> Records for the task
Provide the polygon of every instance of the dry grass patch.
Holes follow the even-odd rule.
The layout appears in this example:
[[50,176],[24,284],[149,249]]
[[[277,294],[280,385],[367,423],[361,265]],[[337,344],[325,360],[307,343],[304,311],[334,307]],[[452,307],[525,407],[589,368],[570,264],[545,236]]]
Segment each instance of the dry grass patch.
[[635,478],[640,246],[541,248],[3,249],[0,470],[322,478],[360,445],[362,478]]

> Work instruction
Exactly as they appear above, write out the line containing "[[50,176],[24,284],[149,249]]" and each line that comes after it in the records.

> Result
[[50,176],[24,284],[149,249]]
[[[277,294],[280,385],[367,423],[361,265]],[[337,344],[325,360],[307,343],[304,311],[334,307]],[[452,307],[525,407],[589,368],[570,264],[545,236]]]
Segment each instance of the dry grass patch.
[[635,478],[640,246],[541,248],[3,249],[0,470],[322,478],[360,445],[362,478]]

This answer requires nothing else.